WHAT IS BEING ASKED: List each line of the records below that contains the string "clouds".

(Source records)
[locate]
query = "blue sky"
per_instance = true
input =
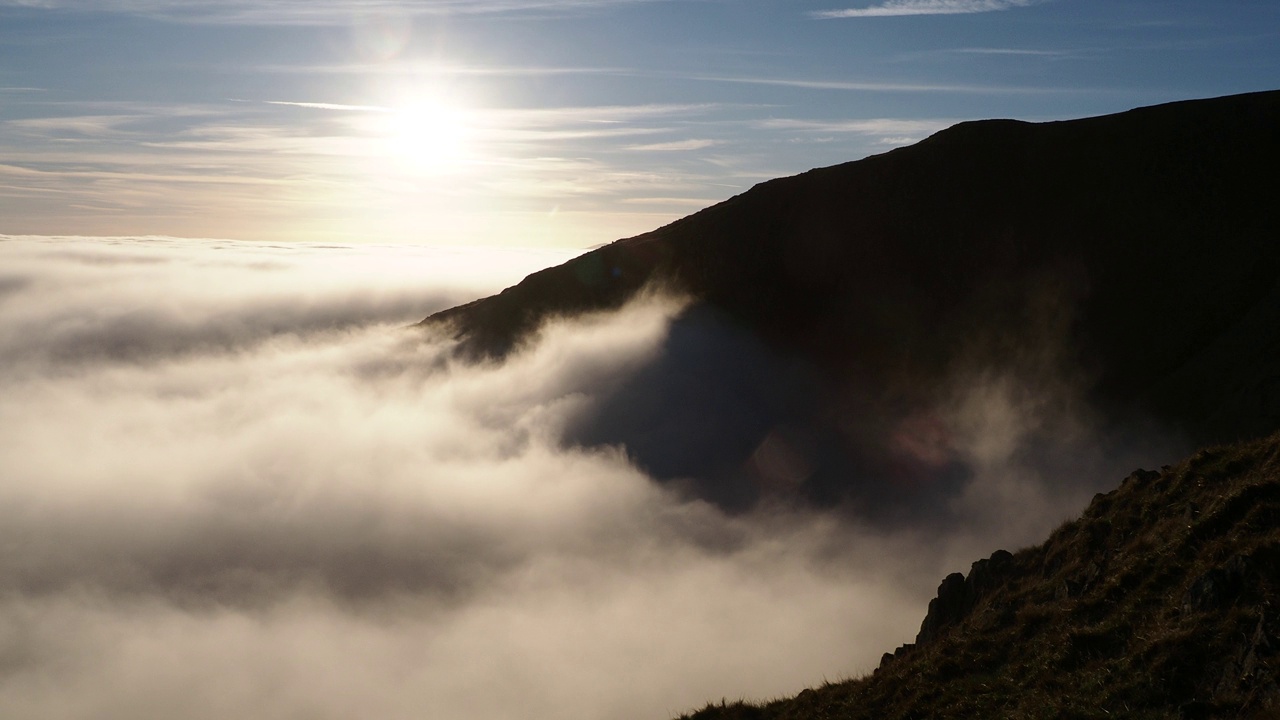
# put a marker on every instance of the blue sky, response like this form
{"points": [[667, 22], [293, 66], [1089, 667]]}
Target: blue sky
{"points": [[539, 122]]}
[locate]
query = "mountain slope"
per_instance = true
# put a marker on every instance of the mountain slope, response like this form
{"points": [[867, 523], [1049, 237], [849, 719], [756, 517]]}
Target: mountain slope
{"points": [[1128, 259], [1160, 601]]}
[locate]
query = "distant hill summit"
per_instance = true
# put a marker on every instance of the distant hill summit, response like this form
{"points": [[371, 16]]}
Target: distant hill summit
{"points": [[1137, 255], [1161, 601]]}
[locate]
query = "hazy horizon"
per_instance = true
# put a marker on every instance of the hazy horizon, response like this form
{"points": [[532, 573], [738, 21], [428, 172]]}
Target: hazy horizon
{"points": [[234, 483], [242, 487]]}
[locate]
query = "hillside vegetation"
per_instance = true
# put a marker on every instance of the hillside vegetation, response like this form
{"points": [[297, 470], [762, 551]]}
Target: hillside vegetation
{"points": [[1161, 601]]}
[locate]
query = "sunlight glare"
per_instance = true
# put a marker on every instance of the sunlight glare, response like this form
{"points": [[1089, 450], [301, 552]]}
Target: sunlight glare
{"points": [[428, 136]]}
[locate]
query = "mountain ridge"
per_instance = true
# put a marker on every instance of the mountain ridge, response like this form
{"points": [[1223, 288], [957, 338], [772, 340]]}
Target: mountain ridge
{"points": [[1130, 256], [1159, 601]]}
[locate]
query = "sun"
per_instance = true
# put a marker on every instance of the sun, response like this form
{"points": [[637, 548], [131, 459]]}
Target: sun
{"points": [[428, 136]]}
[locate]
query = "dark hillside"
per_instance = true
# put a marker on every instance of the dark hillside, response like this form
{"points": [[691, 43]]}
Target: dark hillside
{"points": [[1132, 256], [1161, 601]]}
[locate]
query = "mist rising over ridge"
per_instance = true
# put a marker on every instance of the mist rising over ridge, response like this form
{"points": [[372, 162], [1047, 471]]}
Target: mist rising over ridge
{"points": [[858, 332]]}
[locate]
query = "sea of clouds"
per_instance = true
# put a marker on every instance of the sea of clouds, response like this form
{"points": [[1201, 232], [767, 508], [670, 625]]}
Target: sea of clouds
{"points": [[234, 483]]}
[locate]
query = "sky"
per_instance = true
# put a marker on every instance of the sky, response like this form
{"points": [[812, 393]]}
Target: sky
{"points": [[233, 484], [553, 123]]}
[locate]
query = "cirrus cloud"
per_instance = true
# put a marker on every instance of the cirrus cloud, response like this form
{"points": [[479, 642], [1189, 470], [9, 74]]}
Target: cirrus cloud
{"points": [[894, 8]]}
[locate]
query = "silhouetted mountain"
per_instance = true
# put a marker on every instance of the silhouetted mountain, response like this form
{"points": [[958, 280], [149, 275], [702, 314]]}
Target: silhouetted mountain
{"points": [[1133, 258], [1160, 601]]}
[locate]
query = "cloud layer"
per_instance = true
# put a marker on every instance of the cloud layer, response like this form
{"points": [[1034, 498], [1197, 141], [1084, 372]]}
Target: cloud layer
{"points": [[234, 486], [894, 8]]}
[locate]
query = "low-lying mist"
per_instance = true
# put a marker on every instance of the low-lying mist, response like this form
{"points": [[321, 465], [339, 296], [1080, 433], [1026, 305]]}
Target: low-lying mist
{"points": [[234, 484]]}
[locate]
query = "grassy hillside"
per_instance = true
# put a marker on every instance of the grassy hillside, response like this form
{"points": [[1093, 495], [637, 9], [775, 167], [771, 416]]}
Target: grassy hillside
{"points": [[1161, 601]]}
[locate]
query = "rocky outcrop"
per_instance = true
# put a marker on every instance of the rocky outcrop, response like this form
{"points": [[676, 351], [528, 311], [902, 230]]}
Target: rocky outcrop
{"points": [[1159, 601]]}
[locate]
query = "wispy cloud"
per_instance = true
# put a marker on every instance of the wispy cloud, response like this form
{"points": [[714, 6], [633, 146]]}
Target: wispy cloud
{"points": [[894, 8], [332, 106], [675, 146], [874, 126], [886, 131], [860, 86], [306, 12]]}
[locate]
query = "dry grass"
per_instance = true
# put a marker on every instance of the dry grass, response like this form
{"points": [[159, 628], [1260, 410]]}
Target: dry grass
{"points": [[1160, 601]]}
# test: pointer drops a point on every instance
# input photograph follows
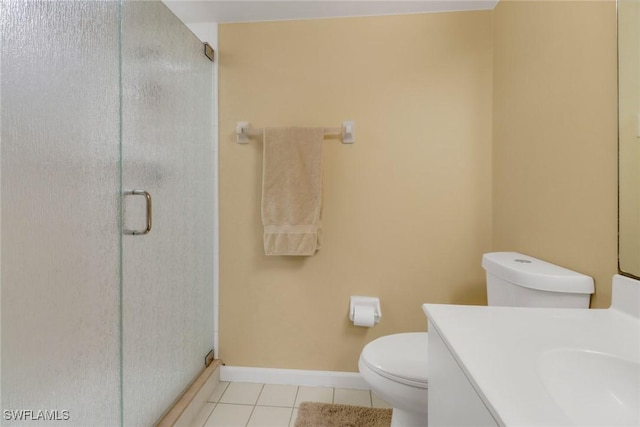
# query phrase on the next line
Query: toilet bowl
(395, 367)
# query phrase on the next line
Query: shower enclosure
(102, 323)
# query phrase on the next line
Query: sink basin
(593, 388)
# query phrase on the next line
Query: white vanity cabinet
(452, 399)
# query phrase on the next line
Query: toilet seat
(399, 357)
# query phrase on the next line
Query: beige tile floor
(234, 404)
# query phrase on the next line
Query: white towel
(292, 190)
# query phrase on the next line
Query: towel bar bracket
(348, 132)
(242, 132)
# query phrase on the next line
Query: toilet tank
(518, 280)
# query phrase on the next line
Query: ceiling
(199, 11)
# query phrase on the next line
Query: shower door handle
(147, 196)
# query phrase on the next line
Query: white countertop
(498, 348)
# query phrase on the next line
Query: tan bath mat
(313, 414)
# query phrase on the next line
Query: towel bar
(347, 132)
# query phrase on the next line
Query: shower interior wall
(99, 98)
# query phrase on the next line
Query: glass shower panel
(167, 151)
(60, 209)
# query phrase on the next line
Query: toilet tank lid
(529, 272)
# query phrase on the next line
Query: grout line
(215, 405)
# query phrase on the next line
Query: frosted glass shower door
(167, 151)
(60, 213)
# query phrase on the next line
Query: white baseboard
(293, 377)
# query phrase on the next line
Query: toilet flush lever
(147, 196)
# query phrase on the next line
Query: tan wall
(407, 208)
(629, 146)
(554, 135)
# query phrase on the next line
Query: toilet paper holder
(361, 301)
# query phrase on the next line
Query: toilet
(395, 366)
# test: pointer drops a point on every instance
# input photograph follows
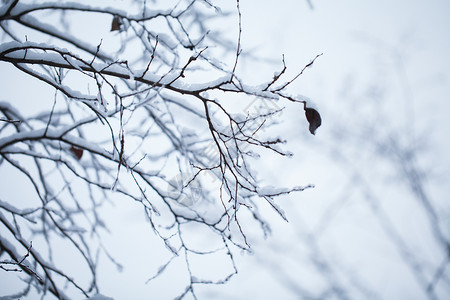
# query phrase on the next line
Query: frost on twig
(153, 119)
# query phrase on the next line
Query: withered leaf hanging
(117, 22)
(77, 152)
(313, 118)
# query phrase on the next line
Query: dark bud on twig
(117, 22)
(313, 118)
(77, 152)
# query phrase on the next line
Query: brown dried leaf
(77, 152)
(313, 118)
(117, 22)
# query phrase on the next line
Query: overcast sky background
(383, 61)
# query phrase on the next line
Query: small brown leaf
(77, 152)
(313, 118)
(117, 22)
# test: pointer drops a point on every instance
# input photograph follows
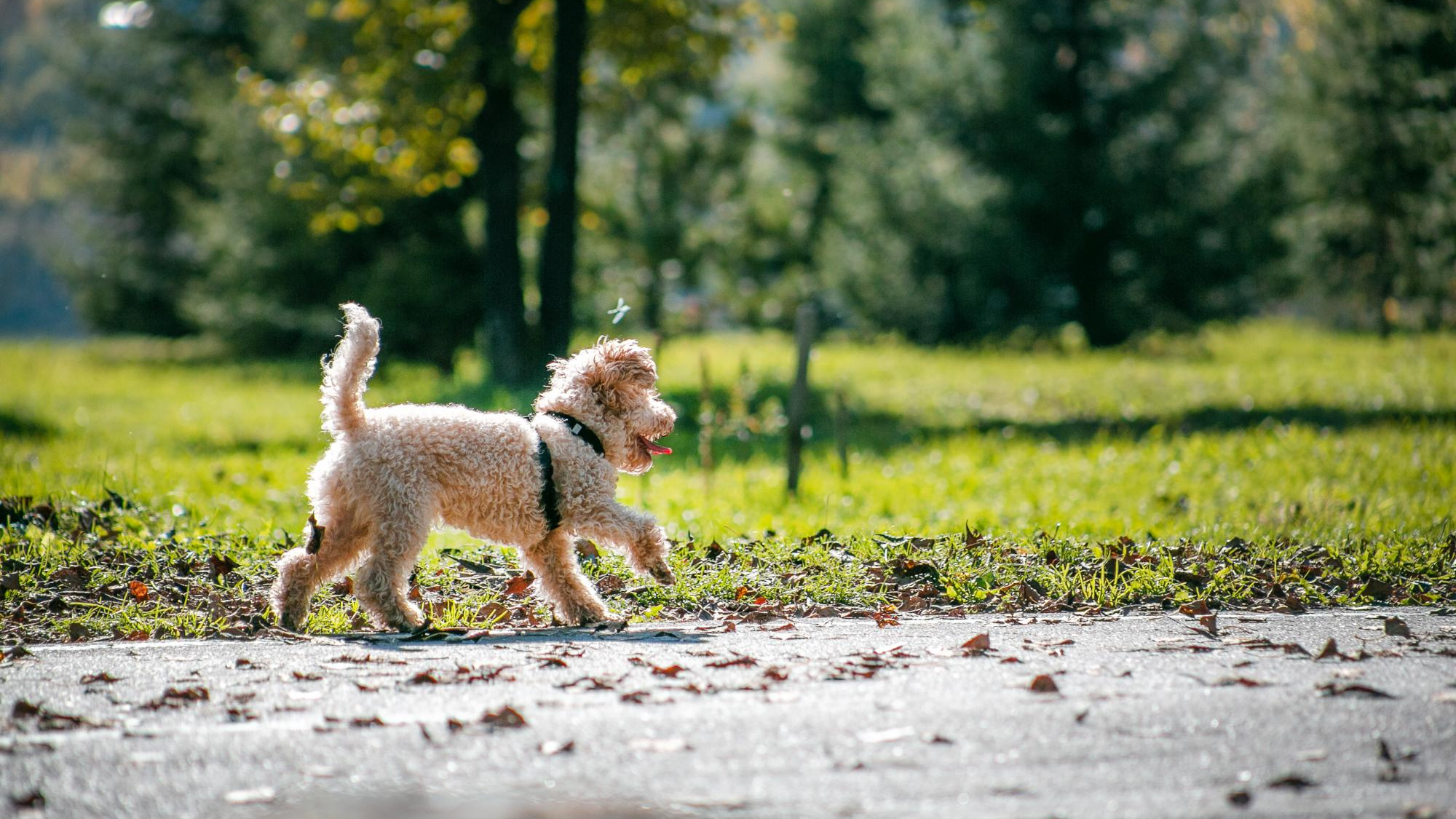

SOLUTION:
query = "sea of clouds"
# put a marker on every instance of the sea of clouds, response like this form
Target: sea of clouds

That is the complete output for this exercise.